Problem details
Set down a faithful copy of every record, and skip the pictures in it.

Supplied data
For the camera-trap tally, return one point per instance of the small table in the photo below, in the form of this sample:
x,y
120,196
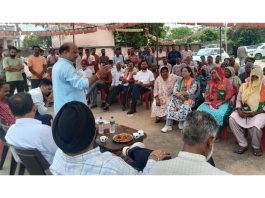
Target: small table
x,y
114,147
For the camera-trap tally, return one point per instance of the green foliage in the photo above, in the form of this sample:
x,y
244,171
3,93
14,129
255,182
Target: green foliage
x,y
210,34
138,38
245,36
42,41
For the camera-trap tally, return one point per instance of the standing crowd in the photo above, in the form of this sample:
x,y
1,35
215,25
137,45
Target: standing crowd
x,y
211,93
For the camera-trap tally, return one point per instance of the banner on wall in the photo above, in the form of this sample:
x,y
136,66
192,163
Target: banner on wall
x,y
172,42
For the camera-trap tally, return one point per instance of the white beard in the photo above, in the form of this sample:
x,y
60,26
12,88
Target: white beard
x,y
210,154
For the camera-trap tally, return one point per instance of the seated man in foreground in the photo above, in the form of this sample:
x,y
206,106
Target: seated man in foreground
x,y
41,99
28,132
199,133
74,133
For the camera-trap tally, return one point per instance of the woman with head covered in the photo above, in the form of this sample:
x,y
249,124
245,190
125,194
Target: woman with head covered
x,y
74,133
250,113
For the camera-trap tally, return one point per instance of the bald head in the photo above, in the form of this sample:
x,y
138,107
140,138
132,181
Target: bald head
x,y
69,51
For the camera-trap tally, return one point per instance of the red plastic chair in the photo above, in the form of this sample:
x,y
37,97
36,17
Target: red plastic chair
x,y
224,135
262,143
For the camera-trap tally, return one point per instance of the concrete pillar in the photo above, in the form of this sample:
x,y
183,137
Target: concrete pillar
x,y
4,43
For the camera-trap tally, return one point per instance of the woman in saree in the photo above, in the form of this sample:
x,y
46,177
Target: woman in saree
x,y
250,113
163,90
219,92
183,99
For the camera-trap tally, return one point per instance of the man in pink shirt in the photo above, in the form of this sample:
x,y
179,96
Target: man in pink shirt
x,y
37,66
186,52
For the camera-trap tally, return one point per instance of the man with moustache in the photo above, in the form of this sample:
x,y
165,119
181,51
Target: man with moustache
x,y
144,80
37,66
199,133
13,67
67,84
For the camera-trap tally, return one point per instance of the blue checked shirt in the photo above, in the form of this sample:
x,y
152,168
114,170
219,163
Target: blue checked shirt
x,y
67,84
92,162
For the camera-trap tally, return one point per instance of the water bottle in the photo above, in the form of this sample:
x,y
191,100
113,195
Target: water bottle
x,y
100,126
112,125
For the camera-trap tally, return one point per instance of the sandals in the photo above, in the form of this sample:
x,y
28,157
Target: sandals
x,y
158,119
256,152
240,149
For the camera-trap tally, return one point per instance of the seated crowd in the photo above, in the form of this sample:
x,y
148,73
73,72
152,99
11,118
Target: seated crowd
x,y
201,96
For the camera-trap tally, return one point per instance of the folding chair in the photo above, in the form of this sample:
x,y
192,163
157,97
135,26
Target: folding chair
x,y
13,163
33,160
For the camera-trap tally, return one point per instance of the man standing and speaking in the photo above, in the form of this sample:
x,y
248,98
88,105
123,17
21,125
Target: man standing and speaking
x,y
67,84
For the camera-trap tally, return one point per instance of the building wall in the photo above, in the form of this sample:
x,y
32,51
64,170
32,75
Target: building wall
x,y
99,38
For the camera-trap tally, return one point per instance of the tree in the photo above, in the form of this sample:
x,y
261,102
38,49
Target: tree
x,y
138,38
42,41
210,34
245,36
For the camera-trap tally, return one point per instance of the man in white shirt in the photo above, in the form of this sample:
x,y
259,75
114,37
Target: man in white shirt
x,y
28,132
79,58
90,59
41,100
144,80
160,56
186,52
165,63
84,72
210,64
116,86
77,153
199,133
177,68
118,57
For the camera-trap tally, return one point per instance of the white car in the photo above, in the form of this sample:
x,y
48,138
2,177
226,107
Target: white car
x,y
251,48
210,52
258,53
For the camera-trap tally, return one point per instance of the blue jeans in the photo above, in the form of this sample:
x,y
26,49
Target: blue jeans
x,y
140,157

Result
For the camera-trap tally, return one point per instance of the small table in the photo below, in the form of this sample:
x,y
120,196
Target: small table
x,y
114,147
For the camera-trap tally, return one point per instance of the green foliage in the photo above, in the form of this sample:
x,y
244,171
3,93
14,129
255,182
Target: green foliage
x,y
210,34
138,38
245,36
42,41
For the camera-trap tally, return one point per instance of the standing crowd in the photo above, in the form of this sample:
x,y
1,35
215,25
137,45
Target: standing crowd
x,y
211,93
For the camera-trap tally, return one point per instance of the banner on wall in the photo above, in the form of this sample:
x,y
136,66
192,163
Target: banner on wall
x,y
172,42
For the camera-trap tally, return one point per instance of the white beard in the photo above, in the form of this sample:
x,y
60,26
12,88
Target: white beard
x,y
210,154
For the camera-trap tally, return one point per instance of the seated man in foreground in the photo above, in the form of this sample:
x,y
206,106
Target: seated man in foreground
x,y
41,99
28,132
199,133
74,133
For the camera-trap tally, return one point per instance of the woman with head covered in the photo above, in the form of this sample:
x,y
249,124
245,190
125,194
Target: woman with head covered
x,y
74,133
250,113
For the camera-trap tally, return one point per instance of the bald head in the photo above, in the form of this sample:
x,y
138,107
140,138
132,181
Target: bald head
x,y
69,51
For the camera-trap tally, return one point per instance of the red plastic chair in the photo above, in the form of this sample:
x,y
37,97
36,17
Target: red plastic chair
x,y
224,135
262,143
For the camera-trap tally, return one point per instance of the concrete pillar in the photo above, in the form of this sample:
x,y
183,137
Target: concrete pillar
x,y
4,43
For the camera-trap tally, return one point per instance of the woman in saree in the photo above, in the form of this sample:
x,y
46,177
Target: woman in saree
x,y
250,113
163,90
219,92
183,99
For the camera-trap tally, return one point per instance of the man in pink shirt in the photo above, in the form of this sample:
x,y
179,96
Target: man in pink shirt
x,y
37,66
186,52
For the camera-trap tally, return one point per instance of the man with moustache in the photo above, in the form of this sample:
x,y
165,119
181,51
Target: man with moustache
x,y
144,80
37,66
199,133
13,67
67,84
For the camera-trap tally, return one point per instance of the blue checked shirt in the photo above, in the form of this sample:
x,y
152,168
114,170
219,163
Target: blue checked shirt
x,y
67,84
92,162
For the camera-trap tally, return one point per instance of the water bottle in the photo above, in the form of this sample:
x,y
191,100
113,195
Target: water bottle
x,y
100,126
112,125
For the camera-trap tally, return one point per instance of the sandals in the photo above, in the form of this sample:
x,y
28,157
Target: sandals
x,y
158,119
256,152
240,149
For the camera-trap tally, return one point per instance of the seated crowd in the photo above, in the form of this sample:
x,y
148,73
73,72
152,99
11,118
Target: seated crowd
x,y
201,96
For the camera-trap tally, return one point per instance of the folding chair in the photo above, in the form of this sample:
x,y
192,163
157,97
135,26
Target: folding chair
x,y
13,163
33,160
For the camera-trap tally, return one point per instance of the man standing and speaking in the photo above, in the form of this sample:
x,y
248,98
88,105
123,17
21,125
Target: man standing and speaking
x,y
67,84
For the camera-trap tally, return one point per instance of the building wall in the photo above, in the form of this sample:
x,y
32,51
64,170
32,75
Target: building wall
x,y
99,38
For the camera-trap tally, return one point per instance of the tree in the photo above, in the form of this sample:
x,y
261,102
38,49
Target: tree
x,y
138,38
42,41
210,34
245,36
For the camera-trap tally, return one point per instance of the man in white shirt in the photo above, in the form of this sample:
x,y
259,75
114,37
Target: man in white shirt
x,y
28,132
79,58
90,59
41,100
144,80
160,56
186,52
165,63
84,72
210,64
116,86
77,153
199,133
177,68
118,57
For the camera-trap tally, return one point per instance of the white car in the photo above, in the form of this sample:
x,y
48,138
2,177
226,107
Target: white car
x,y
251,48
210,52
258,53
For the camera-trap tally, return one point per instance of the blue jeans in the photo above, in the form of this sample:
x,y
26,49
Target: blue jeans
x,y
140,157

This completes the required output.